Provided data:
* * * * * * *
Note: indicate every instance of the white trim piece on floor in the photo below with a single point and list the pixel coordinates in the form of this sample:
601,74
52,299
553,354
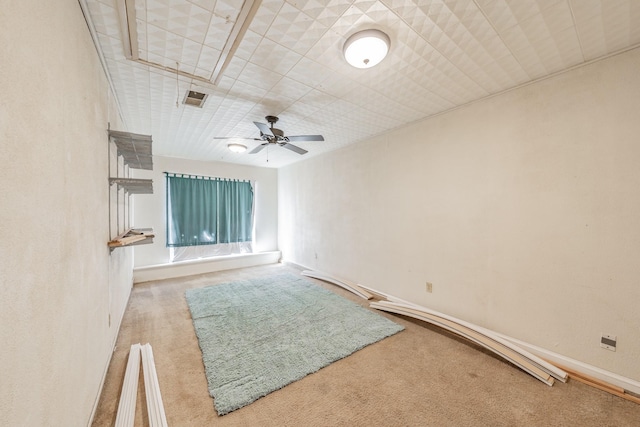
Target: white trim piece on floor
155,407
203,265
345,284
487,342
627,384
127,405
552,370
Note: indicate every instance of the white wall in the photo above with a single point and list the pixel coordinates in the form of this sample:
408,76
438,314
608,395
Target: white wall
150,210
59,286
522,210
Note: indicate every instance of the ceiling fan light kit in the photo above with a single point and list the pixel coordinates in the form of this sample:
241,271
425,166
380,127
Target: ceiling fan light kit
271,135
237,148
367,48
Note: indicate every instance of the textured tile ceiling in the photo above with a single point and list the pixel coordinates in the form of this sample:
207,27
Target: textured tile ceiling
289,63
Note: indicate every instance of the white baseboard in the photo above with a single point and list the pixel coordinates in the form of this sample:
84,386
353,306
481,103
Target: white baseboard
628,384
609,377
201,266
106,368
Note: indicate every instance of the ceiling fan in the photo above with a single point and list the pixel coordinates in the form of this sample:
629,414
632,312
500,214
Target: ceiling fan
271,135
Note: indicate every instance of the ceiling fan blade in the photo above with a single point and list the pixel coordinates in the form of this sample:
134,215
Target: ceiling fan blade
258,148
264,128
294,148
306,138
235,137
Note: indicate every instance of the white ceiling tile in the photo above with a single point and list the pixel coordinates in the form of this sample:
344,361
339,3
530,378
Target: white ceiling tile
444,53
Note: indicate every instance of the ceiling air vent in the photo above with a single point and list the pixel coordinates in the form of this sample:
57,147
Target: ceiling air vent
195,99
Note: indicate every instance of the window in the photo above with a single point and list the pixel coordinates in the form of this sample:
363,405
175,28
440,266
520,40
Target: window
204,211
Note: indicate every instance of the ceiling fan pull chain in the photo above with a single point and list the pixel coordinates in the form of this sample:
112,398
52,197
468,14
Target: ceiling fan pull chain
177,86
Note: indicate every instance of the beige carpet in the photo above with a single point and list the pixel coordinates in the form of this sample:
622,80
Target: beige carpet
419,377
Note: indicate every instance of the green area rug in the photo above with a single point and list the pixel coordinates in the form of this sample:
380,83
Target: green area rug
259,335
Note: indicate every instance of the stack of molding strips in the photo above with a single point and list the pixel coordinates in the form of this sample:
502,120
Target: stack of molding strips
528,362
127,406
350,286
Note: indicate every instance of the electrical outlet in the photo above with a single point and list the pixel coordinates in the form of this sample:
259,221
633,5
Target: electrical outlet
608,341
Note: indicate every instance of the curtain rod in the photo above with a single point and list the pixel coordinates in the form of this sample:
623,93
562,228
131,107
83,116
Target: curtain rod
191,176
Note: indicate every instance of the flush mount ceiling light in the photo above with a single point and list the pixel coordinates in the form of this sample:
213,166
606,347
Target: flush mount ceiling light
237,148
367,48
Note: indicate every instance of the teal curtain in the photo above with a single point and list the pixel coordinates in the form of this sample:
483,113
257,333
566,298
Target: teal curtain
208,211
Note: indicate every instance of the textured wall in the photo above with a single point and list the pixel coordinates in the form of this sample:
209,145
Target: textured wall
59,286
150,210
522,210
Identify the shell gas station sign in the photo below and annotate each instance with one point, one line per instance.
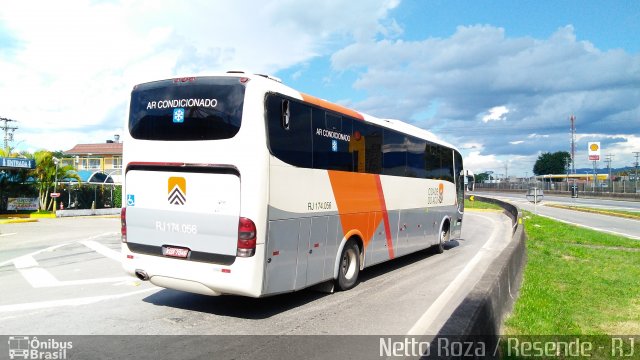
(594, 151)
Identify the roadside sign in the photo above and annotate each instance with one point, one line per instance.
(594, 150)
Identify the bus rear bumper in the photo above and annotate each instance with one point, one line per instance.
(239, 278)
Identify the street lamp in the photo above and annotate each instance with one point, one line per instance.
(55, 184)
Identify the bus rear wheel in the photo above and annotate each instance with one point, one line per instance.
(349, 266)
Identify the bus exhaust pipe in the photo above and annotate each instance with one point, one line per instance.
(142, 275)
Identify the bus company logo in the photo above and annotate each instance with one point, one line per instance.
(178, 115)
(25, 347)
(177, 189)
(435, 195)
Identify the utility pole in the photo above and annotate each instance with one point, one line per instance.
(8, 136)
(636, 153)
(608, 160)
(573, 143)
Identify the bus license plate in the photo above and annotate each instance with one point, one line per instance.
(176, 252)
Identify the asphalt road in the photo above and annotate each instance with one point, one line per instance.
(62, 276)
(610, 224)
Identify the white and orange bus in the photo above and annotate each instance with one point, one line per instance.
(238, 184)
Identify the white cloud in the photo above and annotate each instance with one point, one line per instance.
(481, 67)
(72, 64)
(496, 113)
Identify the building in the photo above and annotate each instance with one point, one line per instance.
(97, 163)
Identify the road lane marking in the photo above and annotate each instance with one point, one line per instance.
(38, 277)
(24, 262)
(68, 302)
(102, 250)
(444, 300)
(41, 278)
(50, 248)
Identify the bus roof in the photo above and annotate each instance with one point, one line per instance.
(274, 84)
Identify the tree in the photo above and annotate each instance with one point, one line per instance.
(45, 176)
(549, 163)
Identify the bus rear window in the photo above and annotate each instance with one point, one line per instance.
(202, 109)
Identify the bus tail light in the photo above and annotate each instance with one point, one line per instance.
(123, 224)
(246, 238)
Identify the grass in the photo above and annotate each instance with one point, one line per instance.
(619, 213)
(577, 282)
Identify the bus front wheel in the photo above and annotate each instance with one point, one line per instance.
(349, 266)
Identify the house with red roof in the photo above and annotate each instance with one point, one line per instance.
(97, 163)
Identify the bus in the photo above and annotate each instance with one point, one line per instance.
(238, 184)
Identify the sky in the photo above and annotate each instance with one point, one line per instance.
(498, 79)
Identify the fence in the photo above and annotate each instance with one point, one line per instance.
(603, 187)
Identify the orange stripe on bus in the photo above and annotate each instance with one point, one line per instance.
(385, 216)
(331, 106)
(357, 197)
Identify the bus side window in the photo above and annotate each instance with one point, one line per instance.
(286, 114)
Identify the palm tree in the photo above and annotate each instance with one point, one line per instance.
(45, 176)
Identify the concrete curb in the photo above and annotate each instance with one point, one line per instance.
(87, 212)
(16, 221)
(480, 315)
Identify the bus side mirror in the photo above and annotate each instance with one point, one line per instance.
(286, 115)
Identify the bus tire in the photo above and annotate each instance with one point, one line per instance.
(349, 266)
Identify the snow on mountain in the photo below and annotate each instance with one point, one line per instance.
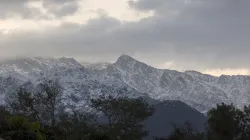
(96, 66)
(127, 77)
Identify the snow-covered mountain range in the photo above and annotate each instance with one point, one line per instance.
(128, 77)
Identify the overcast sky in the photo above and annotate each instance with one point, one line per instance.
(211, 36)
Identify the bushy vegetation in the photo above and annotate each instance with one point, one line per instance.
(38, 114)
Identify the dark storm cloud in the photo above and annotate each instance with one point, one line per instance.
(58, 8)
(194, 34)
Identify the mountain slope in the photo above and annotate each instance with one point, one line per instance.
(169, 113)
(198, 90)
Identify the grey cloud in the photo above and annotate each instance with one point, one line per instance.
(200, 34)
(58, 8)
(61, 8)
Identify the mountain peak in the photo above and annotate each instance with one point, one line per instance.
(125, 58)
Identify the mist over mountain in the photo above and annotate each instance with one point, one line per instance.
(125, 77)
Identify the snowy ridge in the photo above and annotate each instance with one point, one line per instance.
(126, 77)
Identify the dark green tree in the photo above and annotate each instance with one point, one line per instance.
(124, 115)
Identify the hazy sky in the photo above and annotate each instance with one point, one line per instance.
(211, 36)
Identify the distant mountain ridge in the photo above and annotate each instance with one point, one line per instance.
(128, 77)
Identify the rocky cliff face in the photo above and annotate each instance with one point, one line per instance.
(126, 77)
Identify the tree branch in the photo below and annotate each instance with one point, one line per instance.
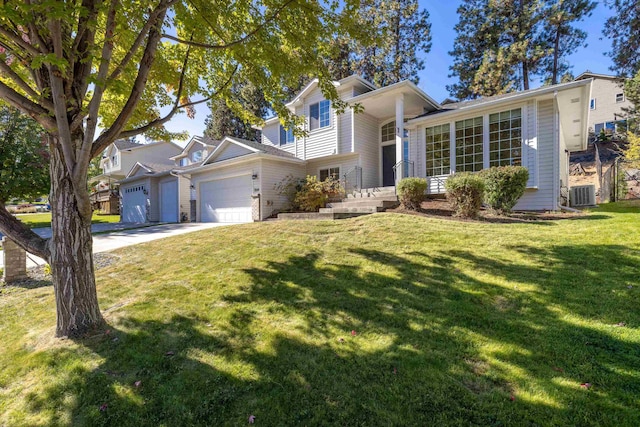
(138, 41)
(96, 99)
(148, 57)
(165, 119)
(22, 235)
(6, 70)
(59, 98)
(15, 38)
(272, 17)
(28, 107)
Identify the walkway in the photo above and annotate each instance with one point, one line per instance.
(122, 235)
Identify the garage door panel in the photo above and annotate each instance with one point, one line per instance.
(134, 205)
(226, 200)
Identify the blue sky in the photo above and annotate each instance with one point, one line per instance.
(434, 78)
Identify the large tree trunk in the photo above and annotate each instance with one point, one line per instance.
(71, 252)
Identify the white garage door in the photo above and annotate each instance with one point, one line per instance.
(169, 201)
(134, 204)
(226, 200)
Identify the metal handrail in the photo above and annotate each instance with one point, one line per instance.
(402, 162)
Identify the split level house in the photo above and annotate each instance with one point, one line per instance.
* * * * * * *
Prompt:
Transcribe word for word the lines from the one holding "Identify the white garage" to the last line of the listing above, inclusive.

Task answer:
Identify the white garage door in the photo above and annotate each instance with one point, one line per instance.
(169, 201)
(134, 204)
(226, 200)
Identify the metal handrail in the photo above and annotate each instance with one point, one line per instance.
(402, 162)
Identify the split level house in the photo above and annotate each instance with one point, one line per instance.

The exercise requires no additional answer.